■ Exercise goal: Pick out each line in the entries below that contains the string "plant" and copy those lines in full.

─── Given records

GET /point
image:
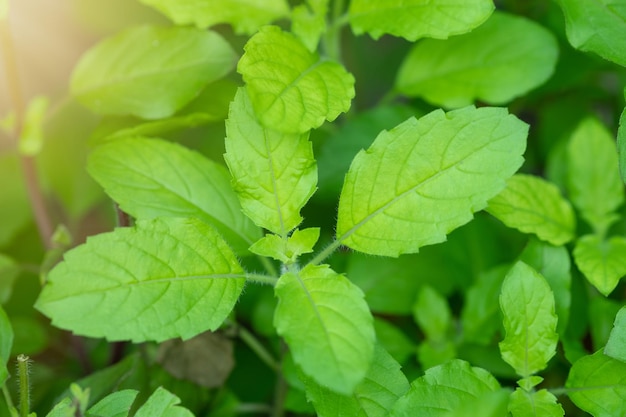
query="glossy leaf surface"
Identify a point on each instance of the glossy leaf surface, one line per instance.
(424, 178)
(324, 319)
(274, 174)
(150, 72)
(416, 19)
(152, 178)
(163, 278)
(529, 319)
(291, 89)
(533, 205)
(502, 59)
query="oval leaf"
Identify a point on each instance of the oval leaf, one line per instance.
(527, 305)
(153, 178)
(325, 320)
(150, 72)
(533, 205)
(486, 64)
(416, 19)
(424, 178)
(291, 89)
(274, 174)
(245, 16)
(164, 278)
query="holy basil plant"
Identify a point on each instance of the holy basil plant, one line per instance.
(439, 277)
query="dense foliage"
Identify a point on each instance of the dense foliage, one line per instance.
(364, 208)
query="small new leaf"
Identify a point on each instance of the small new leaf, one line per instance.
(274, 174)
(533, 205)
(498, 61)
(150, 72)
(602, 262)
(527, 305)
(424, 178)
(416, 19)
(325, 320)
(291, 89)
(163, 278)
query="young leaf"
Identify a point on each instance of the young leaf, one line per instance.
(596, 26)
(274, 174)
(616, 346)
(498, 61)
(597, 385)
(164, 278)
(290, 88)
(533, 205)
(534, 404)
(373, 397)
(150, 72)
(153, 178)
(424, 178)
(603, 262)
(416, 19)
(527, 304)
(245, 16)
(593, 179)
(445, 388)
(325, 320)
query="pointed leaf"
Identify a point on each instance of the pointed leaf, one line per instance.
(274, 174)
(164, 278)
(416, 19)
(593, 179)
(150, 72)
(603, 262)
(374, 397)
(291, 89)
(325, 320)
(596, 26)
(534, 404)
(597, 385)
(245, 16)
(443, 389)
(153, 178)
(527, 304)
(533, 205)
(424, 178)
(487, 64)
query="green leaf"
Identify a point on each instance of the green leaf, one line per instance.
(593, 179)
(597, 385)
(117, 404)
(163, 278)
(527, 305)
(416, 19)
(533, 205)
(245, 16)
(153, 178)
(274, 174)
(373, 397)
(163, 403)
(616, 346)
(534, 404)
(291, 89)
(602, 262)
(150, 72)
(596, 26)
(287, 250)
(445, 388)
(553, 263)
(500, 60)
(432, 313)
(424, 178)
(325, 320)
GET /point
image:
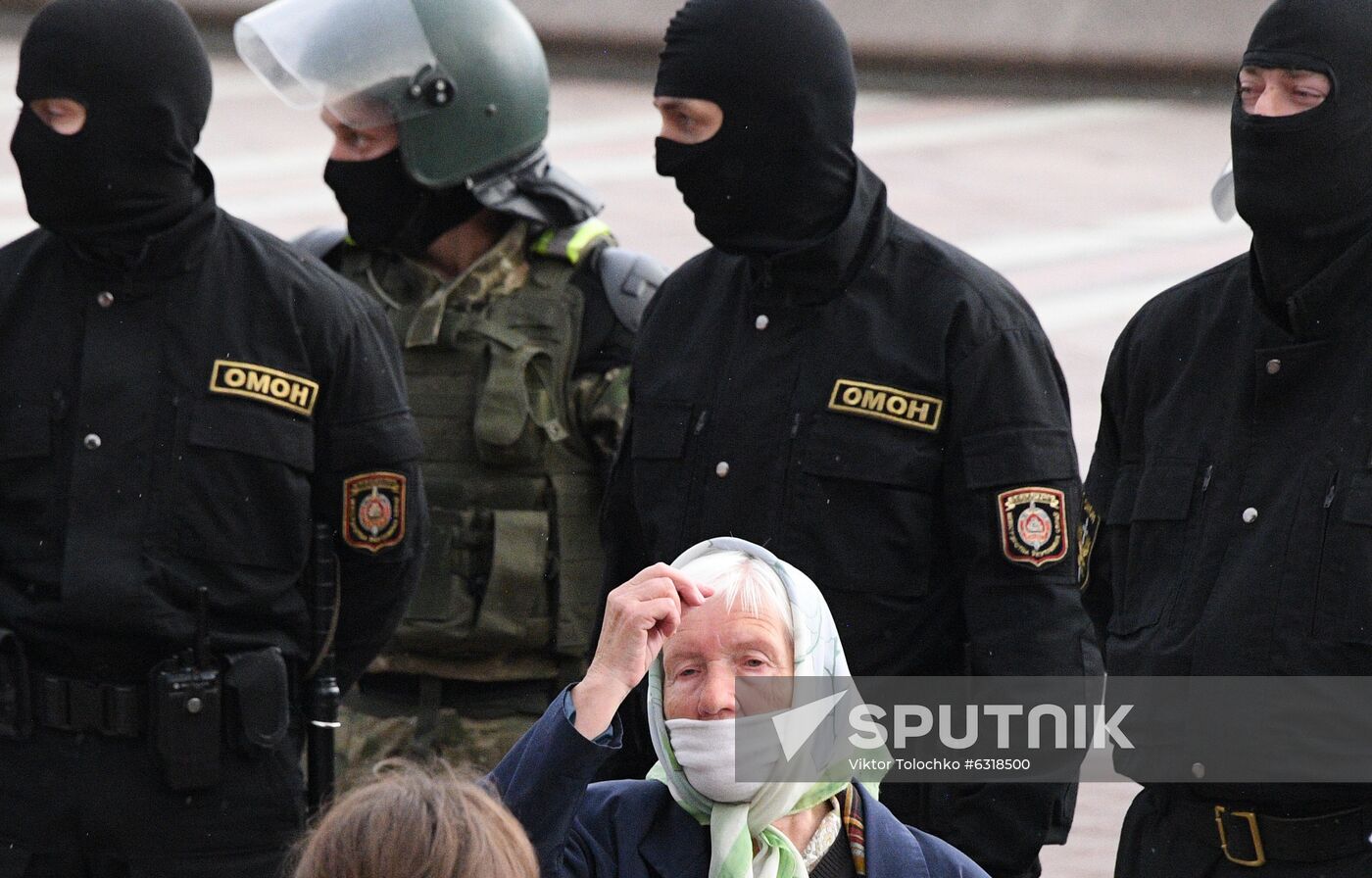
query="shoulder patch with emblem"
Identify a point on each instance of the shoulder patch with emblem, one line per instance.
(373, 511)
(887, 404)
(1032, 527)
(264, 384)
(1086, 542)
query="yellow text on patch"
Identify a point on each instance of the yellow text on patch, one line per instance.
(270, 386)
(887, 404)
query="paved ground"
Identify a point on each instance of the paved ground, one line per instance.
(1090, 205)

──────

■ Correct response:
query="holy basil plant"
Identify a point on each instance of the holy basil plant, one line per instance.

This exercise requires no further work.